----- Text -----

About

My name’s Sumeet and I’m a Bay Area native in my third year of studying computer science and mathematics at UC San Diego. Culture Quantified is my CAT 125 website for Fall 2018, and you can find my personal website here.

“Algorithms” and “big data” can seem very abstract to people who haven’t studied them, but they affect our lives in very real and concrete ways. The goal of this website is to demystify these concepts by analyzing them in the context of modern culture and at a high level: how Spotify has used algorithmic music curation to cement itself as a cultural fixture, how Facebook collects user data to tailor ads, etc.

As participants of society, we consume culture, actively or passively. Our environment is characterized by music streaming, social media, sports and entertainment (e.g. Hollywood), and other American trappings. These aspects of culture surround us and become unavoidable, but also give us a common understanding: we all know what Apple Music and Twitter are, who LeBron James and Kanye West are. And so, we can use these common cultural understandings as vehicles through which we can learn about more abstract concepts like collaborative filtering (how Amazon recommends products based on what similar users buy).

The audience for this website is anyone familiar with modern culture—understanding data science at Spotify requires a basic understanding of streaming (as an example)—and interested in (or curious about) algorithms and data.

I’ve been interested in computer science and mathematics since high school, and I’ve applied my knowledge of algorithms and big data across several industries, including cyber-security, server management, healthcare. Between my junior and senior years of high school, I interned at Zscaler, a global cloud-based information security company that was a startup at the time and is now widely recognized as an industry leader, and developed a web visualization of global cyberthreats using the company’s internal data. The summer after my freshman year at UC San Diego, I interned at Actiance, a communications compliance multinational, where I led a team of three interns in developing an anomaly detection and diagnostic service for product sites’ server configurations. And, I spend my most recent summer in Chicago developing data integrity and transformation tools for IBM Watson Health, a division of IBM Watson (best known for significantly outperforming the most successful contestants of the Jeopardy! game show) dedicated to solving some of the world’s most pressing health challenges through data, analytics, and artifical intelligence.

----- Supplied information -----

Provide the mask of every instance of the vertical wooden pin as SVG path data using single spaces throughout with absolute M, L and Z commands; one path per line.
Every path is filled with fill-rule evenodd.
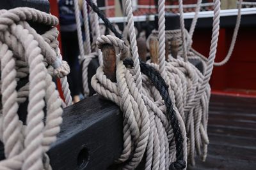
M 179 52 L 179 42 L 177 39 L 173 37 L 171 41 L 171 54 L 172 56 L 177 59 L 178 56 L 178 52 Z
M 143 38 L 137 39 L 138 53 L 140 58 L 144 62 L 147 60 L 147 43 Z
M 165 39 L 165 60 L 168 60 L 169 59 L 169 49 L 170 49 L 169 41 L 166 38 Z
M 113 82 L 116 80 L 116 52 L 113 46 L 104 45 L 101 48 L 103 55 L 104 71 L 106 76 Z
M 151 38 L 149 41 L 149 52 L 150 53 L 151 62 L 159 64 L 159 44 L 156 38 Z

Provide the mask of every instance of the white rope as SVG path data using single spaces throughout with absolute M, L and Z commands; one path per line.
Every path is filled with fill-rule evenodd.
M 227 54 L 226 57 L 224 58 L 224 59 L 222 61 L 218 62 L 215 62 L 214 64 L 215 66 L 221 66 L 224 65 L 225 64 L 226 64 L 230 59 L 231 55 L 233 53 L 233 50 L 234 50 L 234 48 L 235 47 L 236 38 L 237 37 L 237 33 L 238 33 L 238 31 L 239 29 L 239 25 L 240 25 L 240 22 L 241 22 L 241 8 L 242 8 L 242 2 L 243 2 L 243 0 L 239 0 L 239 4 L 238 4 L 237 17 L 236 18 L 235 29 L 234 30 L 233 36 L 232 36 L 232 39 L 231 40 L 231 44 L 229 47 L 228 53 Z
M 86 1 L 83 1 L 83 14 L 84 19 L 84 26 L 85 32 L 85 54 L 88 55 L 92 52 L 91 39 L 90 36 L 89 18 L 88 16 Z
M 162 77 L 165 80 L 165 18 L 164 0 L 158 1 L 158 41 L 159 42 L 159 70 Z
M 130 0 L 125 0 L 125 10 L 126 15 L 127 16 L 127 27 L 129 35 L 129 40 L 131 48 L 131 54 L 134 61 L 134 66 L 136 74 L 136 85 L 139 89 L 139 92 L 142 90 L 141 74 L 140 72 L 139 54 L 138 53 L 138 47 L 136 36 L 135 34 L 134 24 L 133 22 L 133 14 L 131 1 Z
M 183 13 L 183 1 L 182 0 L 179 0 L 179 10 L 180 13 L 180 25 L 181 30 L 181 37 L 182 38 L 182 48 L 183 48 L 183 57 L 185 61 L 188 61 L 188 52 L 187 46 L 185 39 L 185 24 L 184 20 L 184 13 Z
M 97 5 L 97 0 L 92 0 L 92 2 Z M 96 45 L 97 39 L 100 36 L 100 32 L 98 15 L 91 9 L 90 16 L 90 23 L 92 28 L 92 32 L 93 38 L 92 45 L 93 46 Z M 102 53 L 96 46 L 95 47 L 95 51 L 98 53 L 99 63 L 100 66 L 102 66 Z
M 78 0 L 74 1 L 74 7 L 75 9 L 76 23 L 76 29 L 77 31 L 78 45 L 79 46 L 80 56 L 84 56 L 84 50 L 83 42 L 82 30 L 81 28 L 81 25 L 80 20 L 80 11 L 77 1 Z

-----

What you need to do:
• a. Set down the passage of the About page starting at "As participants of" and ending at "similar users buy).".
• b. According to the About page, at which company did the writer intern the summer after freshman year at UC San Diego?
• c. Decide whether each statement agrees with the About page, answering yes or no and quoting the words that settle it.
(i) The website was created for CAT 125 in Fall 2018.
(ii) The Zscaler internship took place after the writer's freshman year at UC San Diego.
(iii) The website's audience is limited to people who have already studied data science.

Task-by-task solutions:
• a.
As participants of society, we consume culture, actively or passively. Our environment is characterized by music streaming, social media, sports and entertainment (e.g. Hollywood), and other American trappings. These aspects of culture surround us and become unavoidable, but also give us a common understanding: we all know what Apple Music and Twitter are, who LeBron James and Kanye West are. And so, we can use these common cultural understandings as vehicles through which we can learn about more abstract concepts like collaborative filtering (how Amazon recommends products based on what similar users buy).

• b. Actiance, a communications compliance multinational.

• c.
(i) Yes: "Culture Quantified is my CAT 125 website for Fall 2018"
(ii) No: "Between my junior and senior years of high school, I interned at Zscaler"
(iii) No: "The audience for this website is anyone familiar with modern culture"